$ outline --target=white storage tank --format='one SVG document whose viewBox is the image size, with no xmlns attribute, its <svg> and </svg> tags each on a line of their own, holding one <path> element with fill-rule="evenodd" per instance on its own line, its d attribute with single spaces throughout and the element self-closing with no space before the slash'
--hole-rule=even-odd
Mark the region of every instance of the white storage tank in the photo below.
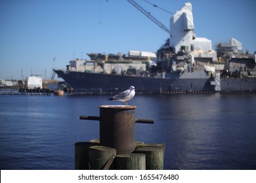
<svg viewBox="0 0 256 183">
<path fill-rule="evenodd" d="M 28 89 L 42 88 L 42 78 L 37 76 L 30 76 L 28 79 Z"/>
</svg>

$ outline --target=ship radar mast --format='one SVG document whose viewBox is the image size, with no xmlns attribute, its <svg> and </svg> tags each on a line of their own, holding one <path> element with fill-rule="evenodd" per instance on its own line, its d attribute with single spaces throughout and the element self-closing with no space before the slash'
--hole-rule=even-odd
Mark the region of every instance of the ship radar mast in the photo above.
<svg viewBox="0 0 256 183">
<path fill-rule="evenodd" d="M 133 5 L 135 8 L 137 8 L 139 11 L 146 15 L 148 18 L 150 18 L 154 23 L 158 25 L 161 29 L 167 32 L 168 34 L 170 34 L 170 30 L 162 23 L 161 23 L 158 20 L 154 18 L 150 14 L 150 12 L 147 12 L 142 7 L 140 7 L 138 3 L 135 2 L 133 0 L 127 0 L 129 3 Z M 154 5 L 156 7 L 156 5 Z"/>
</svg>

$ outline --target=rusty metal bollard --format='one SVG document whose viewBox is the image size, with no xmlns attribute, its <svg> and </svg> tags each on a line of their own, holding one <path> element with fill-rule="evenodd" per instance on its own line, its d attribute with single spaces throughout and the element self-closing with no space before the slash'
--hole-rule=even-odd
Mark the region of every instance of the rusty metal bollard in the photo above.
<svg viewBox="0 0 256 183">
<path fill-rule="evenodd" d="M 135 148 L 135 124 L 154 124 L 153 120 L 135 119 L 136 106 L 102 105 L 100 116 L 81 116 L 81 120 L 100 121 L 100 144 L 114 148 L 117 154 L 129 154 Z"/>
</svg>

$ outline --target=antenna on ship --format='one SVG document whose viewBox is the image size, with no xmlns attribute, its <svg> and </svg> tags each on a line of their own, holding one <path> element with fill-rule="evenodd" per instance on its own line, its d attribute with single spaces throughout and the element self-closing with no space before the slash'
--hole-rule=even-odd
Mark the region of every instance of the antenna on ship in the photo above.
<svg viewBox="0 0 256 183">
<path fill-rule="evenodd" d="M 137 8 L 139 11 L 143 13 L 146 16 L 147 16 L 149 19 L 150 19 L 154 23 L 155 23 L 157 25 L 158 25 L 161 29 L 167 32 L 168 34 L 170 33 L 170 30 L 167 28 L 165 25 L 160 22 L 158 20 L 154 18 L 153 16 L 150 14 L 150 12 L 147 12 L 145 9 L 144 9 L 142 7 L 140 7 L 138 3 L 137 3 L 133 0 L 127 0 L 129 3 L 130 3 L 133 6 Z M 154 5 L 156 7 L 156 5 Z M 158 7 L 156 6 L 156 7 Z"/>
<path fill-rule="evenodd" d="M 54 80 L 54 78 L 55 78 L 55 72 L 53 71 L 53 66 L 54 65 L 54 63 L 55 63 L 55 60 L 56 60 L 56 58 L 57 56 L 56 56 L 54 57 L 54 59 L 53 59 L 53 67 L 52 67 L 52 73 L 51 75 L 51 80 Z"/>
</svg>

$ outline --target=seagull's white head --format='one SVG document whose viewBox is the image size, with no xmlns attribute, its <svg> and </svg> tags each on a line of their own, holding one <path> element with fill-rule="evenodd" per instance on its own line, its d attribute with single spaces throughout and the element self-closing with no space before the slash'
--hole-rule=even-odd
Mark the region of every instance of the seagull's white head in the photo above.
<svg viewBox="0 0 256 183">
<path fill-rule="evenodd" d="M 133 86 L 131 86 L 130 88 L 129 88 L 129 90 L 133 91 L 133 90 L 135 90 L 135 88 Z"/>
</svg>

::::::::

> [Stated task]:
Write out all of the data above again, word for word, but leave the picture out.

> [Output below]:
$ outline --target=white storage tank --format='one SVG document whose viewBox is the image size, with no xmlns attribute, its <svg> and </svg> tags each on a line of their own, holding one <path> element with fill-rule="evenodd" per instance on its own line, its d attribute with single spaces throughout and the element self-closing with no space before the slash'
--hole-rule=even-odd
Mark the region of every instance of the white storage tank in the photo below.
<svg viewBox="0 0 256 183">
<path fill-rule="evenodd" d="M 28 89 L 42 88 L 42 78 L 37 76 L 30 76 L 28 79 Z"/>
</svg>

$ outline --target=ship radar mast --format='one SVG document whose viewBox is the image size, with no xmlns attribute, its <svg> and </svg> tags each on a line of their own, holding one <path> element with fill-rule="evenodd" per instance on its own line, its d attribute with single spaces throughout and the element self-closing with no space before the slash'
--hole-rule=even-odd
Mark the region of every instance of the ship radar mast in the photo above.
<svg viewBox="0 0 256 183">
<path fill-rule="evenodd" d="M 133 5 L 135 8 L 137 8 L 139 11 L 146 15 L 148 18 L 150 18 L 154 23 L 158 25 L 161 29 L 167 32 L 168 34 L 170 34 L 170 30 L 162 23 L 161 23 L 158 20 L 154 18 L 150 14 L 150 12 L 147 12 L 142 7 L 140 7 L 138 3 L 135 2 L 133 0 L 127 0 L 129 3 Z M 154 5 L 156 7 L 156 5 Z"/>
</svg>

$ outline --target=rusty metal bollard --format='one SVG document whose viewBox is the image size, with no xmlns attribute, its <svg> and </svg> tags each on a line of their own, holding one <path> element with fill-rule="evenodd" per instance on its own line, its d attribute with single spaces throughout and the element self-closing with no space before the slash'
--hole-rule=even-odd
Mark the region of every instance of the rusty metal bollard in the photo above.
<svg viewBox="0 0 256 183">
<path fill-rule="evenodd" d="M 135 148 L 135 124 L 154 124 L 153 120 L 135 119 L 136 106 L 102 105 L 100 116 L 81 116 L 81 120 L 100 121 L 100 144 L 114 148 L 117 154 L 129 154 Z"/>
</svg>

$ outline --target=antenna on ship --format='one SVG document whose viewBox is the image size, with no xmlns attribute, its <svg> and </svg> tags each on a line of their own, holding one <path> element with fill-rule="evenodd" per instance on its own line, its d attribute with single spaces throughout and the element self-closing with no space before the slash'
--hole-rule=even-odd
Mark the region of every instance of the antenna on ship in the photo above.
<svg viewBox="0 0 256 183">
<path fill-rule="evenodd" d="M 137 8 L 139 11 L 143 13 L 146 16 L 147 16 L 149 19 L 150 19 L 154 23 L 155 23 L 157 25 L 158 25 L 161 29 L 167 32 L 168 34 L 170 33 L 170 30 L 167 28 L 165 25 L 160 22 L 158 20 L 154 18 L 153 16 L 150 14 L 150 12 L 147 12 L 145 9 L 144 9 L 142 7 L 140 7 L 138 3 L 137 3 L 133 0 L 127 0 L 129 3 L 130 3 L 133 6 Z M 154 5 L 156 7 L 156 5 Z M 158 7 L 156 6 L 156 7 Z"/>
<path fill-rule="evenodd" d="M 54 80 L 54 78 L 55 78 L 55 72 L 53 71 L 53 66 L 54 65 L 54 63 L 55 63 L 55 60 L 56 60 L 56 58 L 57 56 L 56 56 L 54 57 L 54 59 L 53 59 L 53 67 L 52 67 L 52 73 L 51 75 L 51 80 Z"/>
</svg>

$ outline --target=seagull's white head --format='one SVG document whose viewBox is the image size, with no xmlns attribute, its <svg> and </svg> tags each on a line of their own, holding one <path> element with fill-rule="evenodd" per instance on its own line, its d attribute with single spaces throughout and the element self-closing with no space before the slash'
--hole-rule=even-odd
Mark the region of every instance of the seagull's white head in the photo above.
<svg viewBox="0 0 256 183">
<path fill-rule="evenodd" d="M 133 86 L 131 86 L 130 88 L 129 88 L 129 90 L 133 91 L 133 90 L 135 90 L 135 88 Z"/>
</svg>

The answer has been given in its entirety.